• **你的目标**
下面的条目中有多少行含有字符串“shirt”？请统计行数，区分大小写，只回答数字。

• **提取的条目**
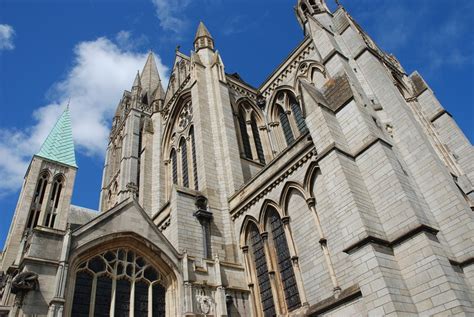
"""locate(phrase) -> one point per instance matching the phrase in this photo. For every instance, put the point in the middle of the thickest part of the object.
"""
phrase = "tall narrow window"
(266, 297)
(193, 152)
(184, 162)
(52, 209)
(300, 123)
(257, 140)
(285, 266)
(121, 279)
(174, 166)
(285, 125)
(244, 135)
(37, 202)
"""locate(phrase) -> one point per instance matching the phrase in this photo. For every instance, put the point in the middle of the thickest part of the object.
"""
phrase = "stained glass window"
(82, 294)
(37, 201)
(113, 274)
(258, 252)
(258, 141)
(184, 162)
(244, 136)
(174, 166)
(285, 125)
(54, 202)
(295, 108)
(284, 262)
(193, 150)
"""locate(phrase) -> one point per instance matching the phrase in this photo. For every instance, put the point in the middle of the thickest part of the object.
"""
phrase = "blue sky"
(53, 51)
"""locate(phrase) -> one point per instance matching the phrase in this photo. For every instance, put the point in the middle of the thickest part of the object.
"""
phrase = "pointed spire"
(203, 38)
(202, 31)
(59, 145)
(137, 81)
(150, 76)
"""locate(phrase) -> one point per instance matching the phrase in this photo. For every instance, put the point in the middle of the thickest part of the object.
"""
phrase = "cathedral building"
(338, 187)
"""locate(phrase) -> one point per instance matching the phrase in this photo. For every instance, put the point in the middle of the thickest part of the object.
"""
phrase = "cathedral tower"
(121, 178)
(46, 193)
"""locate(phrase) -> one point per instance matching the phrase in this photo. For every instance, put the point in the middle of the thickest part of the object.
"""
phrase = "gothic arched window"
(285, 264)
(184, 162)
(300, 123)
(37, 202)
(288, 112)
(174, 166)
(256, 245)
(111, 283)
(256, 138)
(53, 204)
(244, 135)
(285, 125)
(193, 155)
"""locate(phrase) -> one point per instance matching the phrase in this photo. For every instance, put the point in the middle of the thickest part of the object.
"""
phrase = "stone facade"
(339, 187)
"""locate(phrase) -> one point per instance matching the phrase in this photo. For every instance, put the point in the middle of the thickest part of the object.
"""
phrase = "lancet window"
(184, 162)
(182, 159)
(244, 135)
(37, 202)
(193, 154)
(251, 139)
(290, 116)
(53, 204)
(283, 258)
(118, 282)
(257, 249)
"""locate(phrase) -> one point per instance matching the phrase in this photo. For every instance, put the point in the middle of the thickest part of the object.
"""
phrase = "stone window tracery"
(288, 112)
(284, 261)
(257, 249)
(193, 154)
(37, 202)
(53, 204)
(250, 138)
(182, 161)
(118, 282)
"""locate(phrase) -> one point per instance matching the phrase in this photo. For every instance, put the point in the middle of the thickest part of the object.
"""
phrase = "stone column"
(294, 259)
(271, 273)
(323, 242)
(248, 275)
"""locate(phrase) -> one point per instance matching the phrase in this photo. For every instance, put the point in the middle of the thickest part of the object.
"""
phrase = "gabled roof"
(59, 145)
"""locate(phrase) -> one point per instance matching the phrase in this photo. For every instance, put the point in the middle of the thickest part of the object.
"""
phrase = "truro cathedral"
(339, 187)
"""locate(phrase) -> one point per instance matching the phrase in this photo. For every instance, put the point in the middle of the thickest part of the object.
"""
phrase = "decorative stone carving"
(185, 116)
(24, 282)
(205, 303)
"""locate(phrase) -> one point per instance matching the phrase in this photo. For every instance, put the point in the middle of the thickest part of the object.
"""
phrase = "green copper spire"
(59, 146)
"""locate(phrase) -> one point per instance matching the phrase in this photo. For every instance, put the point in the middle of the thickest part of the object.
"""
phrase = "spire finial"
(203, 38)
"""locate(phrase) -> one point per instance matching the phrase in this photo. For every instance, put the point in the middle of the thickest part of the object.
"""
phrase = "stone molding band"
(390, 244)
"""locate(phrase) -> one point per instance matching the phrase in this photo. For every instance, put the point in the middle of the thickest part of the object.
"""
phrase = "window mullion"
(93, 294)
(150, 300)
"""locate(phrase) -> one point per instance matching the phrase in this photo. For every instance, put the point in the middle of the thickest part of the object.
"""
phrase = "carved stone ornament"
(185, 116)
(24, 282)
(201, 202)
(205, 303)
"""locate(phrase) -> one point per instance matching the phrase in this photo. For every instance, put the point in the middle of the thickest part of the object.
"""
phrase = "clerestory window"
(118, 282)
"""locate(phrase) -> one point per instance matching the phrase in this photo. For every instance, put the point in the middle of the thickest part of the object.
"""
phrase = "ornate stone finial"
(201, 202)
(261, 102)
(24, 282)
(132, 189)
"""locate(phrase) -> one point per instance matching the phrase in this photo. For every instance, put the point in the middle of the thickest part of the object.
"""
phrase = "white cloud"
(6, 37)
(170, 14)
(94, 85)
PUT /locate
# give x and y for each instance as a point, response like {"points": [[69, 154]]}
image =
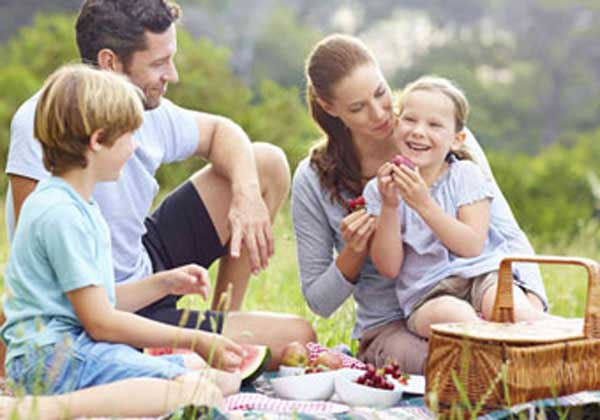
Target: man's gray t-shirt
{"points": [[168, 134]]}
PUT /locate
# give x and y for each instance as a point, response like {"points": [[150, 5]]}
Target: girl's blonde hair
{"points": [[76, 101], [450, 90]]}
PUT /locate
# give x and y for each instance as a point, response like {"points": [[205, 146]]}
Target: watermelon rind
{"points": [[257, 367]]}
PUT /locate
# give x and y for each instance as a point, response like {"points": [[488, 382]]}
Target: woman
{"points": [[352, 103]]}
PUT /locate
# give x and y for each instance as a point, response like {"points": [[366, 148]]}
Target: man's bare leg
{"points": [[215, 191]]}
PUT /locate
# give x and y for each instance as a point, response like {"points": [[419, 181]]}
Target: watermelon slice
{"points": [[255, 362]]}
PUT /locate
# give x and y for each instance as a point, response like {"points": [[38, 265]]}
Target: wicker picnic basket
{"points": [[502, 363]]}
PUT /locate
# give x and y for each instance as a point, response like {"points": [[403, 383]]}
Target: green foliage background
{"points": [[547, 184]]}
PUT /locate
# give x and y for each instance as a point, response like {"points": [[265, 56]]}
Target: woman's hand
{"points": [[356, 229], [412, 187], [387, 187], [187, 279], [221, 352]]}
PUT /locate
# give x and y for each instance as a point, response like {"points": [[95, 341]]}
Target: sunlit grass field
{"points": [[278, 287]]}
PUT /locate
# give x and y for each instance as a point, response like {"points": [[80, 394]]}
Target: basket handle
{"points": [[503, 306]]}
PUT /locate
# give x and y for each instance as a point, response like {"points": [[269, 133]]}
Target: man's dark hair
{"points": [[119, 25]]}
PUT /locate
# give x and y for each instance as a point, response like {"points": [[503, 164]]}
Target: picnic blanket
{"points": [[260, 402]]}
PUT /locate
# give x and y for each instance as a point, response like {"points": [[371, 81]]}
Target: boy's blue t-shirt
{"points": [[61, 244]]}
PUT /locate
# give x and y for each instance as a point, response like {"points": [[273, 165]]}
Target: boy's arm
{"points": [[229, 149], [188, 279], [20, 187], [105, 323]]}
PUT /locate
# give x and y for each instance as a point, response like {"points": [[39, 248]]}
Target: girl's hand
{"points": [[387, 187], [412, 187], [357, 228], [221, 352], [187, 279]]}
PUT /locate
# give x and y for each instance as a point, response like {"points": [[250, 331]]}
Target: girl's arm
{"points": [[386, 249], [188, 279], [464, 235], [102, 322]]}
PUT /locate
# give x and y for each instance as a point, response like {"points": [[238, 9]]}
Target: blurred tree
{"points": [[281, 48]]}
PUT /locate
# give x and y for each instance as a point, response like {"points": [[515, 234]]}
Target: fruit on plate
{"points": [[374, 378], [255, 361], [400, 160], [355, 204], [393, 369], [294, 354], [331, 360]]}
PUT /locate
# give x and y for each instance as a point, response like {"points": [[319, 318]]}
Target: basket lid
{"points": [[544, 331]]}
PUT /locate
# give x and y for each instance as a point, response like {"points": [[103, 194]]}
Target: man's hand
{"points": [[187, 279], [251, 225], [221, 352]]}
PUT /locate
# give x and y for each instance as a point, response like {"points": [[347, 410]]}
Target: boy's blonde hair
{"points": [[450, 90], [76, 101]]}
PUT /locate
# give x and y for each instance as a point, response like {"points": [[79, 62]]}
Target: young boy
{"points": [[68, 326]]}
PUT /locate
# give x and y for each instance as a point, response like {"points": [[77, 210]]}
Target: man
{"points": [[224, 211]]}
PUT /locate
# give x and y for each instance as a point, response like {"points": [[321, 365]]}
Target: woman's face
{"points": [[363, 101]]}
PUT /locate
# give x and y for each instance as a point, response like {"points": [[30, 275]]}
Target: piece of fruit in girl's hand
{"points": [[355, 204], [400, 160], [294, 354]]}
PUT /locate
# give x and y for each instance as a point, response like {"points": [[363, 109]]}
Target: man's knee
{"points": [[304, 330], [273, 169]]}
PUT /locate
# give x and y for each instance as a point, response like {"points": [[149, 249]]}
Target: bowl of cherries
{"points": [[371, 387]]}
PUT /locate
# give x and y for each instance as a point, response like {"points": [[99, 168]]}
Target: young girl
{"points": [[436, 235]]}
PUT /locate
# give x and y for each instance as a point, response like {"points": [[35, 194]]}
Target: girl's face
{"points": [[363, 101], [427, 129]]}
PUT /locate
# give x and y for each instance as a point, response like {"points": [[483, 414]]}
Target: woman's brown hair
{"points": [[334, 158]]}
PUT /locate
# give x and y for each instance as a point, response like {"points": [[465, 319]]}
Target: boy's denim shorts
{"points": [[80, 362]]}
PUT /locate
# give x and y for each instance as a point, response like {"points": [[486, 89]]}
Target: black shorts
{"points": [[181, 232]]}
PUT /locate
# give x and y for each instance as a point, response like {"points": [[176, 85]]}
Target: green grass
{"points": [[278, 287]]}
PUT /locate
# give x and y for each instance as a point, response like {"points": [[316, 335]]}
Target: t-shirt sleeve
{"points": [[178, 130], [475, 148], [470, 184], [71, 249], [372, 198], [323, 285], [24, 151]]}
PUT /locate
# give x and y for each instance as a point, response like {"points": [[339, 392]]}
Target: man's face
{"points": [[153, 68]]}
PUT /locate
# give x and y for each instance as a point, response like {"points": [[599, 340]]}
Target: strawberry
{"points": [[400, 160], [356, 204]]}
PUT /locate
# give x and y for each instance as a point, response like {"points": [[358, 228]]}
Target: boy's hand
{"points": [[221, 352], [386, 185], [356, 229], [412, 187], [187, 279]]}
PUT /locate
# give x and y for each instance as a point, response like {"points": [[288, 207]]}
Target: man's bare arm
{"points": [[21, 187]]}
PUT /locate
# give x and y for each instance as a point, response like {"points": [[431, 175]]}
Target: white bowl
{"points": [[355, 394], [312, 386], [291, 370]]}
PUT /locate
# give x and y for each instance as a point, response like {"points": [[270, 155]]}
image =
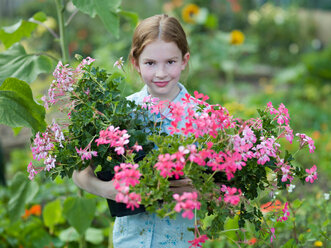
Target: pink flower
{"points": [[304, 140], [49, 162], [33, 170], [137, 147], [187, 202], [127, 174], [85, 154], [312, 174], [286, 170], [230, 195], [282, 115], [273, 236], [267, 148], [198, 95], [285, 215], [115, 137], [196, 242], [288, 133]]}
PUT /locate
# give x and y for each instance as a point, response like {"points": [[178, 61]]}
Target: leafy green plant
{"points": [[230, 161]]}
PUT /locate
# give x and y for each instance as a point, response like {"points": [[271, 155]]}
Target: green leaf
{"points": [[94, 236], [52, 214], [16, 130], [79, 212], [106, 10], [86, 6], [69, 235], [12, 34], [18, 108], [289, 244], [231, 224], [207, 221], [15, 62], [297, 203], [40, 16], [109, 17], [22, 191], [131, 16]]}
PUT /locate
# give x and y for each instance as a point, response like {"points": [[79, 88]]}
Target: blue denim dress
{"points": [[146, 230]]}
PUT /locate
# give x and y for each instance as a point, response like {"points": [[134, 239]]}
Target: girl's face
{"points": [[160, 65]]}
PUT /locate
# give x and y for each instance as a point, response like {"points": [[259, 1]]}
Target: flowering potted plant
{"points": [[229, 160]]}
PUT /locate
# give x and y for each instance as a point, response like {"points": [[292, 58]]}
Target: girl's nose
{"points": [[160, 71]]}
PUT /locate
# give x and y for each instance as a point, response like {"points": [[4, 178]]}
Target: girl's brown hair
{"points": [[157, 27]]}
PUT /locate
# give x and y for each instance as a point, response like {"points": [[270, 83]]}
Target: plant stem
{"points": [[60, 9], [82, 241]]}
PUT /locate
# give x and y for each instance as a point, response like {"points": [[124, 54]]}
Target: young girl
{"points": [[159, 53]]}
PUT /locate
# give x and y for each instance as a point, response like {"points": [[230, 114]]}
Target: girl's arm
{"points": [[87, 180]]}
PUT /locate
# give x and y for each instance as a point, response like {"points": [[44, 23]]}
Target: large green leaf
{"points": [[230, 227], [12, 34], [105, 9], [52, 214], [22, 191], [18, 108], [15, 62], [79, 212]]}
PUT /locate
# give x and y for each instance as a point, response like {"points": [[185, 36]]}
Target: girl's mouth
{"points": [[161, 83]]}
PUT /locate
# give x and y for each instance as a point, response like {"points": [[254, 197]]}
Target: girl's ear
{"points": [[135, 63], [185, 60]]}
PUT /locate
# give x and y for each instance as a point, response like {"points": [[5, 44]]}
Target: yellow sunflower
{"points": [[237, 37], [318, 243], [189, 12]]}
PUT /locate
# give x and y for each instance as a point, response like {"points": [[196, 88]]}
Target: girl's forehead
{"points": [[161, 48]]}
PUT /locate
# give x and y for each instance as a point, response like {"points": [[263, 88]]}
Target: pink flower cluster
{"points": [[286, 213], [65, 78], [127, 175], [312, 174], [42, 146], [115, 138], [282, 115], [198, 241], [231, 195], [306, 140], [188, 201], [86, 153], [172, 165]]}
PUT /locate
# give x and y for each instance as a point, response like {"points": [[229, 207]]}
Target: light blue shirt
{"points": [[146, 230]]}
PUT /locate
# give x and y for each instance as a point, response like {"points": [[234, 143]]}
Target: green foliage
{"points": [[22, 192], [14, 33], [16, 63], [101, 107], [79, 212], [106, 10], [18, 107], [52, 214]]}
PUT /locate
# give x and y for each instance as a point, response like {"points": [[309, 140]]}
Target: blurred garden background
{"points": [[244, 54]]}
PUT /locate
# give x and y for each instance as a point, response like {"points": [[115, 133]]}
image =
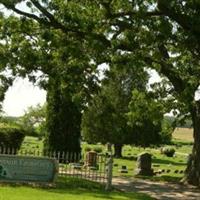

• **结果**
4